Directions for this task: The required result is an exact copy of the lines beginning at the line that contains "Exercise. Mark the umbrella pole" and ending at the last line of the material below.

%%

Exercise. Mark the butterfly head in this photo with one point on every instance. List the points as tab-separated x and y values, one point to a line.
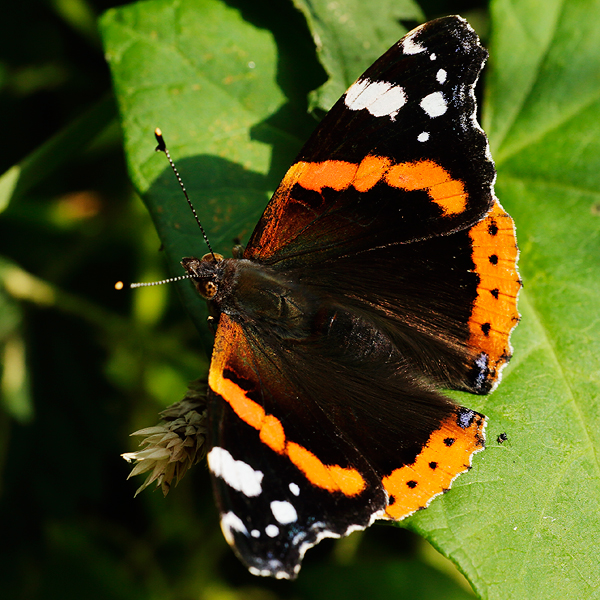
205	272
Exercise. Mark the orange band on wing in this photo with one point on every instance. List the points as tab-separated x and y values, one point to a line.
333	478
446	455
449	194
495	312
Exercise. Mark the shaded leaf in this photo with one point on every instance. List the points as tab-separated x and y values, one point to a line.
350	35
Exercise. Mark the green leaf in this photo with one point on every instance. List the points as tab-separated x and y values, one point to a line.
350	35
207	78
524	523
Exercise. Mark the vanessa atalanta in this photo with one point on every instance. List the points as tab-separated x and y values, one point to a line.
382	269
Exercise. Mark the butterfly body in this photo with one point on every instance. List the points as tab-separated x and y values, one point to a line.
382	269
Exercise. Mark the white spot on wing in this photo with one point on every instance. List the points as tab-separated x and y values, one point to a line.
409	46
389	103
272	530
230	522
434	104
284	512
380	98
236	473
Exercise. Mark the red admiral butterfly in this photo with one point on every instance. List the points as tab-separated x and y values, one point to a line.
382	269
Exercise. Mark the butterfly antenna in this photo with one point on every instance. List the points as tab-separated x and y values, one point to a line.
119	285
162	147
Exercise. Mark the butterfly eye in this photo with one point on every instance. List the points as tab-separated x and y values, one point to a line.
209	290
212	257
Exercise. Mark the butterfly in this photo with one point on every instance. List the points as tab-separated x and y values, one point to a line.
382	269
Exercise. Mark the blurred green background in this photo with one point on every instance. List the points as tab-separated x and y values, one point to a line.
84	365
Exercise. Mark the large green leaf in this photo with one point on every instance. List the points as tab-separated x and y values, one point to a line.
350	35
207	78
525	522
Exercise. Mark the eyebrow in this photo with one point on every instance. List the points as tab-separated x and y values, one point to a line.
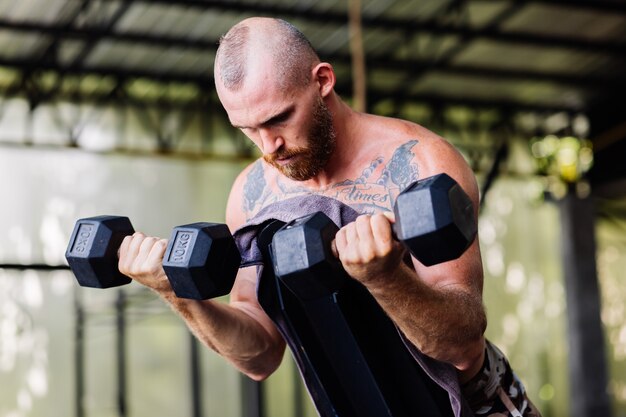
278	117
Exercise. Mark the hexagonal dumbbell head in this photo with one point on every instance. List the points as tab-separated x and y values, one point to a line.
302	257
92	250
435	219
201	260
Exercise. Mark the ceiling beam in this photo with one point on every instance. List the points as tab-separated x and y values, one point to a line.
378	62
206	87
392	24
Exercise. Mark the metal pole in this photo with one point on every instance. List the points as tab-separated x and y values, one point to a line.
196	377
120	307
79	355
252	393
587	362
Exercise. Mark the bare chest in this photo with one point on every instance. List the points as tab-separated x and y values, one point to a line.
369	187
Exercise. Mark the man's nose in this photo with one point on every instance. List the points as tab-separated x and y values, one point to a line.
270	141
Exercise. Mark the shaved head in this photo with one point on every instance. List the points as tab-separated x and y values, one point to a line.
289	52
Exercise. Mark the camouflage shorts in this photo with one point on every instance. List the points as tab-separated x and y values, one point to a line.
496	391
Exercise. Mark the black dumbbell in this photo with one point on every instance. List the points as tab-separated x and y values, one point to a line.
434	219
201	259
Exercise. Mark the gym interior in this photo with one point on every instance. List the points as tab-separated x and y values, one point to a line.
108	107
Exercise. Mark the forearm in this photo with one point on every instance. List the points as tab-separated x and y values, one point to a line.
444	323
233	332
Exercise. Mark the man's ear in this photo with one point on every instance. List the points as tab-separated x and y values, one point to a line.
324	76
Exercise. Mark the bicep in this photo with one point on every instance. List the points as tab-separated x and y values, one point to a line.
464	273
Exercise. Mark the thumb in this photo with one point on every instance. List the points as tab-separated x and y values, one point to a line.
390	216
333	248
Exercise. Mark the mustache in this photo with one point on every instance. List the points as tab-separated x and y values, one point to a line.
283	154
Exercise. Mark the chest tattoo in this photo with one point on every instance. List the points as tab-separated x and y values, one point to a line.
374	190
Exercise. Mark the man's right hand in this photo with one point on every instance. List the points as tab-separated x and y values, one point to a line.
141	258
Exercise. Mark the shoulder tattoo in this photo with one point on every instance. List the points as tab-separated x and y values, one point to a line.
400	170
254	187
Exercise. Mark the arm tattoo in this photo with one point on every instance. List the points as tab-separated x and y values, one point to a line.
400	169
254	187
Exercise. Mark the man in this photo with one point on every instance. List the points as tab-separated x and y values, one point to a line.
277	92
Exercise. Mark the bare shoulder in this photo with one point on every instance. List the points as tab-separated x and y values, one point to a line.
423	153
247	195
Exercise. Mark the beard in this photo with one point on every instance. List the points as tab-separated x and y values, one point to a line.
309	160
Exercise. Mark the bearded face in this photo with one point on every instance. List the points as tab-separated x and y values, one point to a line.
309	160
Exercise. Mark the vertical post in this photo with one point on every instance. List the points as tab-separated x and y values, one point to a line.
79	354
298	405
120	315
252	393
196	380
587	362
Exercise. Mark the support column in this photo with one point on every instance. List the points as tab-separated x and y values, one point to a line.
587	359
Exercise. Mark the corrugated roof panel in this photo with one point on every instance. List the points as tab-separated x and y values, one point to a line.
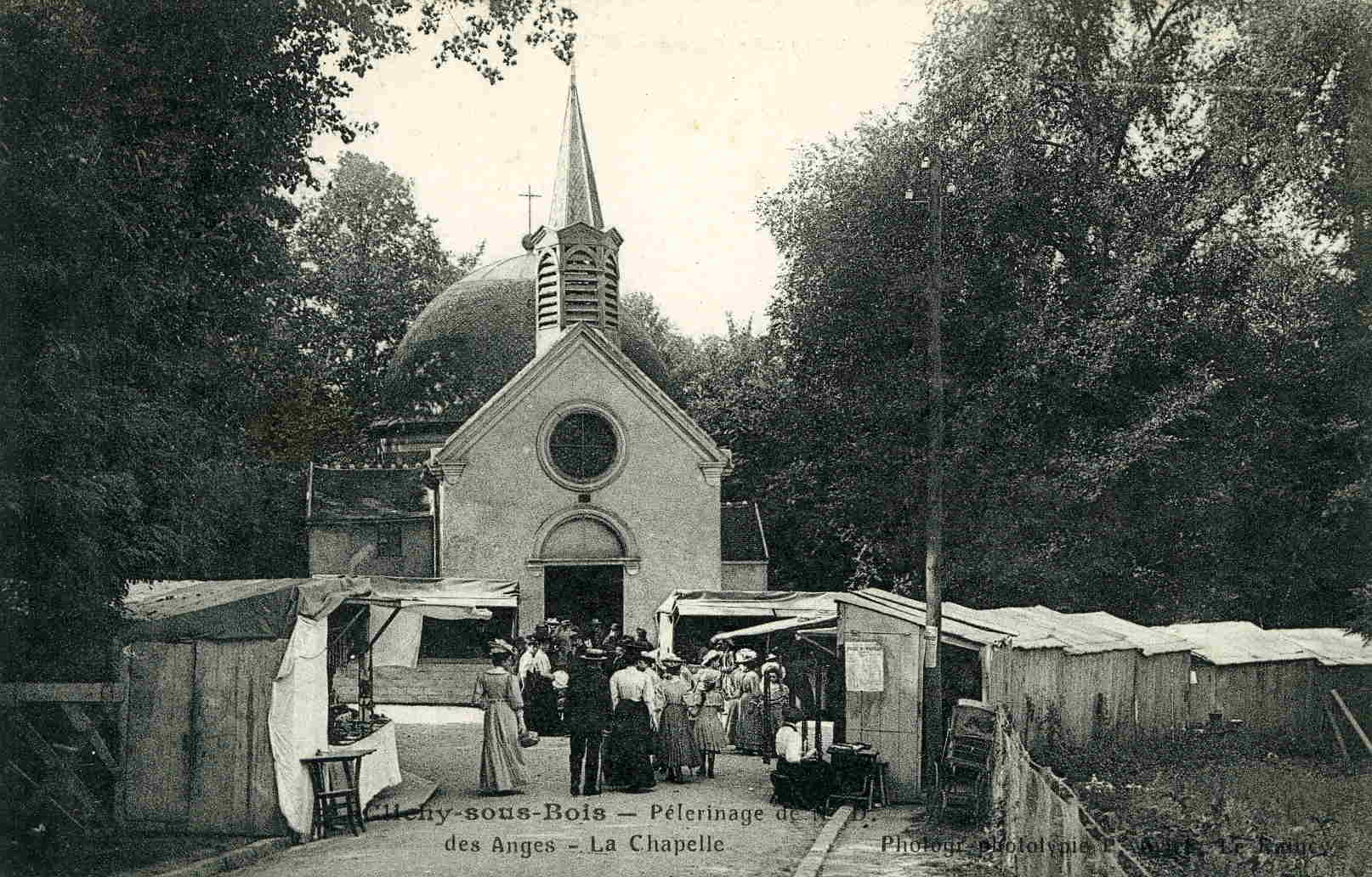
1238	642
1331	645
1151	640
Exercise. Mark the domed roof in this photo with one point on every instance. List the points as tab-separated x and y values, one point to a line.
476	335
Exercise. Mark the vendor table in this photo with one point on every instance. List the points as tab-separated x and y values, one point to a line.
382	767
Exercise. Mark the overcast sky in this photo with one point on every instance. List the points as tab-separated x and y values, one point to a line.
692	111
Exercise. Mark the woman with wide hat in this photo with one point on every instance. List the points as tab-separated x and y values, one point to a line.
630	744
675	743
498	693
748	722
538	687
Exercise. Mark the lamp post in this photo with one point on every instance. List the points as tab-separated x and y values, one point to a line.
934	477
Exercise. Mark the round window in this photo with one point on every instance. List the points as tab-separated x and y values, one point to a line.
582	446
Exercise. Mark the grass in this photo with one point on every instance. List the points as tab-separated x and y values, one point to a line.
1228	805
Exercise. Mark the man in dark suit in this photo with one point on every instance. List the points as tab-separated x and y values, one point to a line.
587	718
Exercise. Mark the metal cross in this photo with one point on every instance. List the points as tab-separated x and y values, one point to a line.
530	195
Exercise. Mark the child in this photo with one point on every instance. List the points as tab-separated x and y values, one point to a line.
710	725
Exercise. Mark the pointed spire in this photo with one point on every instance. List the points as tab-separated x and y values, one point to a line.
575	198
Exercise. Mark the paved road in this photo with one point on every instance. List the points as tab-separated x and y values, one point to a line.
721	827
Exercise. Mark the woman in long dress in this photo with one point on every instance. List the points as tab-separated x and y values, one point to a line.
708	727
775	698
630	743
748	718
498	693
675	743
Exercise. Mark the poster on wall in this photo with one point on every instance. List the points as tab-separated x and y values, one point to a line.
864	667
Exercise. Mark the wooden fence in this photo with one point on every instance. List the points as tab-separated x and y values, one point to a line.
1043	830
56	783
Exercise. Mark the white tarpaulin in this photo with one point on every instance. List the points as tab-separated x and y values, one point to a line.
298	718
419	598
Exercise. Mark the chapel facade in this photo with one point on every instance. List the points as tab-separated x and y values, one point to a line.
556	460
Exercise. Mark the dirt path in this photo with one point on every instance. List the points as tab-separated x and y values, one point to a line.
721	827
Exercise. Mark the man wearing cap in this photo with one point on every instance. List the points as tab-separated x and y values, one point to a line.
587	718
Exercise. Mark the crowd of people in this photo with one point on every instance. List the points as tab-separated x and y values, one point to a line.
630	711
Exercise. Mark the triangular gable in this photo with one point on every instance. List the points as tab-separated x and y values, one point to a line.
581	337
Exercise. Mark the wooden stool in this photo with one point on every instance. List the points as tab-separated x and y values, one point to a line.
341	806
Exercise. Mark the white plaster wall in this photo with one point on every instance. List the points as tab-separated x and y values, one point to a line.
491	513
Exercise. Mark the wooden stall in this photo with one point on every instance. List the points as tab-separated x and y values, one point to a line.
1240	671
880	636
230	687
1088	677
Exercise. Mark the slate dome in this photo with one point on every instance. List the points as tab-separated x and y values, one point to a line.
475	335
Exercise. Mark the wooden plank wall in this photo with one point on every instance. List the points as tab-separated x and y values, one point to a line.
234	781
199	750
158	741
1161	689
1272	696
891	720
1102	696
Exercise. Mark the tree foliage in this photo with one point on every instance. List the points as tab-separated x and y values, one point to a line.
145	156
369	263
1157	365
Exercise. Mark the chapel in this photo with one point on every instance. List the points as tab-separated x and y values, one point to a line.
542	448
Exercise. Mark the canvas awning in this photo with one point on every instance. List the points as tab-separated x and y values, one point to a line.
739	604
748	603
446	598
780	626
268	608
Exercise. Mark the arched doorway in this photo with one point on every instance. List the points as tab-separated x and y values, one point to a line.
583	555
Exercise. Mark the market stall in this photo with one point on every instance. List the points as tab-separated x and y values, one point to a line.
686	620
230	689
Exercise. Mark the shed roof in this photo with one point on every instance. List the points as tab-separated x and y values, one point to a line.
958	620
1150	640
1331	645
748	603
1239	642
1081	633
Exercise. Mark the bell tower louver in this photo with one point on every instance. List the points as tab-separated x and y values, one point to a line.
578	258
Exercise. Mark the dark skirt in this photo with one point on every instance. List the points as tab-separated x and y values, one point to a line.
630	745
675	741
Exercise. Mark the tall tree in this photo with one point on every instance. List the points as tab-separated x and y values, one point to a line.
1157	392
369	263
143	154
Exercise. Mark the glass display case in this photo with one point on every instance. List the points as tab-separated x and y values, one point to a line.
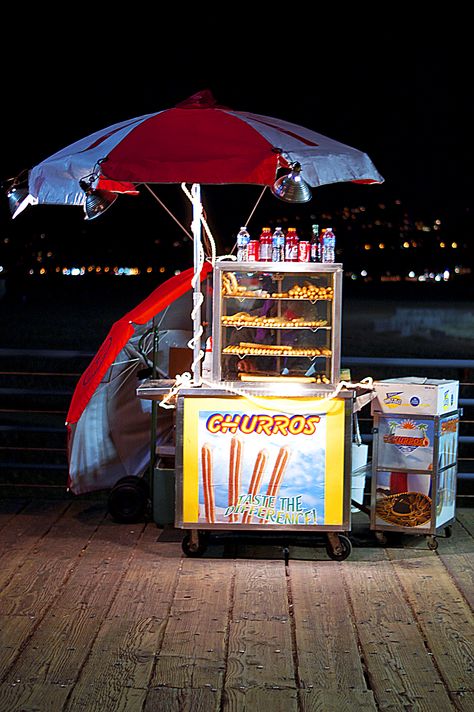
276	321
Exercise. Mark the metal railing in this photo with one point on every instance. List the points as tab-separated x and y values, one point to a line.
33	406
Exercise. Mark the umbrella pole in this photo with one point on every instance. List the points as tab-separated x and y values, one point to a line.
154	414
197	295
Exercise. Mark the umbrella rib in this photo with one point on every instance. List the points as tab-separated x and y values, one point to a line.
168	211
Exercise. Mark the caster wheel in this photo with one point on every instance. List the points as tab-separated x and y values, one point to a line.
128	500
381	538
193	549
345	548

%%

Expected answer:
Exercise. Mark the umbrella pole in this photo with one point on every instance. List the points as tab-separated x and y values, one point to a line.
154	414
197	295
Exercise. Mark the umbrella rib in this photo with one point on every instance. List the points as tab-separated x and y values, one point to a line.
168	211
Exercise. Mark the caster wheel in this photo with one point on every instance. List the points as tab-separated x and y values, one point to a line.
128	500
381	538
193	549
345	548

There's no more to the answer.